=== Section Start ===
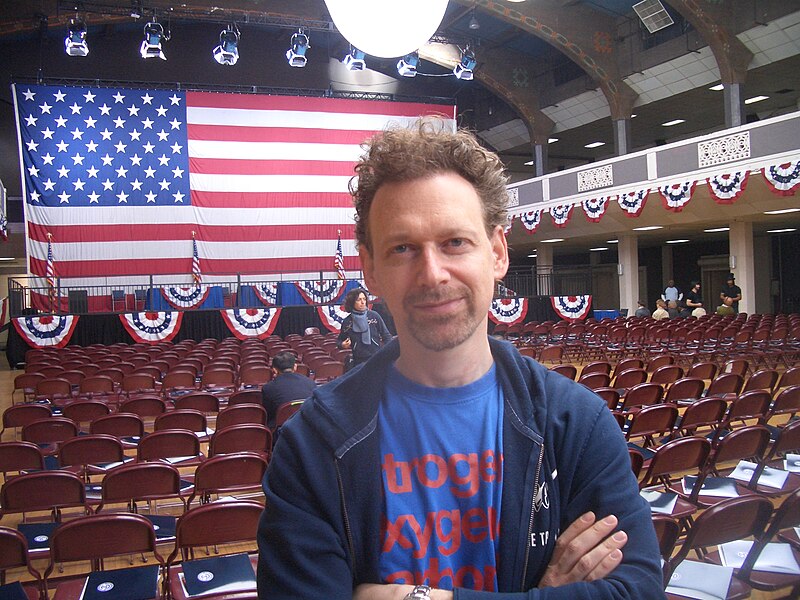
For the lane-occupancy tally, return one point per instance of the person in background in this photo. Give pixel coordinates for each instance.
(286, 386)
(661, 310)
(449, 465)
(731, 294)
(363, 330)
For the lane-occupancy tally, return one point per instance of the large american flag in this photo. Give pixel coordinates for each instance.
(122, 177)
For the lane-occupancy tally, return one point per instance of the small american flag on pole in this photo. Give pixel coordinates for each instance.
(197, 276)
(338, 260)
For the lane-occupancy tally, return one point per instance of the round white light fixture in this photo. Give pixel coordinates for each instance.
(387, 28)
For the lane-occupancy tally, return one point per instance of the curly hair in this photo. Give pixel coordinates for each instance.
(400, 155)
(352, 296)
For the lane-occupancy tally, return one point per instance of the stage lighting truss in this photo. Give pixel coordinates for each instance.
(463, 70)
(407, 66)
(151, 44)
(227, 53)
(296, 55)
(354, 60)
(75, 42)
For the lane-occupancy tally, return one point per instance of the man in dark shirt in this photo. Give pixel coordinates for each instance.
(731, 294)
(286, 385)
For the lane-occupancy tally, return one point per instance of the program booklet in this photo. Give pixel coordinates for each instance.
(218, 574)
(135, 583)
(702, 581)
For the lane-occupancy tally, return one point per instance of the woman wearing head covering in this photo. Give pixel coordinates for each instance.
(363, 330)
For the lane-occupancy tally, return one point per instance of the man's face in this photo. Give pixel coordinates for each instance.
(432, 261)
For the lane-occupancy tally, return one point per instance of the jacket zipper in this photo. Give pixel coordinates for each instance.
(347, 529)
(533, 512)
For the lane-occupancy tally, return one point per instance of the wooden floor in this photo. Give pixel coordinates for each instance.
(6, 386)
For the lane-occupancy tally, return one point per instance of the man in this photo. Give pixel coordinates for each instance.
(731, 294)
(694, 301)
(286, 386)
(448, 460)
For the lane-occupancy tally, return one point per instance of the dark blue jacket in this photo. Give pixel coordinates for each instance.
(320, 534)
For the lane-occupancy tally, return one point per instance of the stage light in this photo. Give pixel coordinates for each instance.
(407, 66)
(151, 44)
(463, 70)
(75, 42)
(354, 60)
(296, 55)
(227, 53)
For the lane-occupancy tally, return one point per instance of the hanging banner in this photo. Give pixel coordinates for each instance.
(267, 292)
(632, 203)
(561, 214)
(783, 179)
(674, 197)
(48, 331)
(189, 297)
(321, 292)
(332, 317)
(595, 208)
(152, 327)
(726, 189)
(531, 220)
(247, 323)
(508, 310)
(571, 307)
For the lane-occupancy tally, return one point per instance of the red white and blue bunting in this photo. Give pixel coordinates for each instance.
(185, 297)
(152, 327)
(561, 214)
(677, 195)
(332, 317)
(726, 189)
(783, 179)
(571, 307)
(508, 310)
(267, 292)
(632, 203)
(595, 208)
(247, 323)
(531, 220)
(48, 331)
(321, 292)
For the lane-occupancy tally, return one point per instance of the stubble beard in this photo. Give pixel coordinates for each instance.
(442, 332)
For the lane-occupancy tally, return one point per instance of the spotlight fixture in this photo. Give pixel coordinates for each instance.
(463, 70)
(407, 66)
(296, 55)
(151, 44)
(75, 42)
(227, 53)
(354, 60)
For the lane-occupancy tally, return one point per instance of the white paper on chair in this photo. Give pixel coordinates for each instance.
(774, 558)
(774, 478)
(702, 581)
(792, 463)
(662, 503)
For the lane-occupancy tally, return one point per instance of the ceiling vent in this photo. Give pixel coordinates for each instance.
=== Section End ===
Task directions:
The whole listing should be restated word for word, with no pictures.

Response area:
For the lane-occupancy tally, return one point per instance of the person in background in this photo. Give pixel coordinates for each instance.
(286, 386)
(661, 310)
(449, 465)
(731, 294)
(363, 330)
For the lane-occupancy tally, return one point per instance of the large american flag in this photo. Give pixel coordinates for each instance.
(122, 177)
For the lane-occupancy tally, return one point per instance of the small american flag on pole in this photo. Give pixel coordinates for each instance.
(197, 276)
(338, 260)
For the lane-occupancy tally, return one point per instance of the round white light fixture in this photo. Give pixel coordinates for each instance.
(387, 28)
For the lane-occupancy tally, return one point per instance of the curly hair in this photo. Give pixel coordinates for each instance.
(400, 155)
(352, 296)
For the lane-occupancy tally, return one point per instance of the stage lighting truss in this photo. Give pixel coordinates for each instance.
(463, 70)
(407, 66)
(151, 44)
(227, 53)
(296, 55)
(354, 60)
(75, 42)
For the lane-occupancy tally, return one point per instance of the man in dark shirt in this photo. Give pixel coordinates for each instance.
(731, 294)
(286, 385)
For the lane-occupancy tally, return one point per instance of the program booklet in this photo. Give pixel coordinates for each instance.
(218, 574)
(135, 583)
(702, 581)
For the lane-occupancy tally, return one point per instance of the woman wearing head covering in this photo. Give pixel coordinates for each instance.
(363, 330)
For the lane-occupancy tally, return one point per instance of the man's face in this photo. Give pixel coordinates for each instance.
(432, 261)
For the lane-occupancy tally, return one point per instance of the jacket zipper in this photo. Give pixel coordinates for each instance.
(347, 529)
(533, 512)
For the lane-occupancy tally, return one point per instance of the wooden floor in this photo. Give pixel coordinates for each instance.
(6, 386)
For the lane-occupancy tally, return one point per instance of the man in this photo. Give pixel coordinates for each instance.
(731, 294)
(694, 301)
(286, 386)
(448, 460)
For the lane-occupancy tally, return one point per instance of the dark blue jacket in this photo. Give pixel coordinates for each instance.
(320, 534)
For the lane-occupancy tally, return one point per instance of the stage light in this photo. Give pixel coordinates for each instance.
(407, 66)
(151, 44)
(463, 70)
(75, 42)
(354, 60)
(296, 55)
(227, 53)
For the lane-occupancy tally, return one point per instance of the hanging banner in this photo. Give pixel coordinates for each instance.
(267, 292)
(632, 203)
(561, 214)
(783, 179)
(674, 197)
(48, 331)
(189, 297)
(321, 292)
(332, 317)
(595, 208)
(152, 327)
(726, 189)
(531, 220)
(247, 323)
(508, 310)
(571, 307)
For the lane-occupancy tally, return one point per instance of the red white and blue bunting in this photo. Give pixel coordinates for each instance.
(185, 297)
(152, 327)
(561, 214)
(677, 195)
(332, 317)
(726, 189)
(783, 179)
(571, 307)
(508, 310)
(267, 292)
(632, 203)
(595, 208)
(247, 323)
(531, 220)
(48, 331)
(321, 292)
For the lane-occupancy tally, return one point per instance of the stubble beard in this photo. Give pixel coordinates for each instance.
(442, 332)
For the lane-occupancy tally, return one point per instance of the spotlight fixture in this photo. Give pixel coordinates for each instance.
(463, 70)
(407, 66)
(296, 55)
(151, 44)
(75, 42)
(227, 53)
(354, 60)
For the lane-occupancy tally, return one point per instance of the white paper on chair in this photo. Give pixel coordinates for each instance.
(774, 558)
(774, 478)
(702, 581)
(792, 463)
(662, 503)
For the lane-occupancy tally, return one point per instance of the ceiling vent in this photo. Give pixel coordinates for each instance.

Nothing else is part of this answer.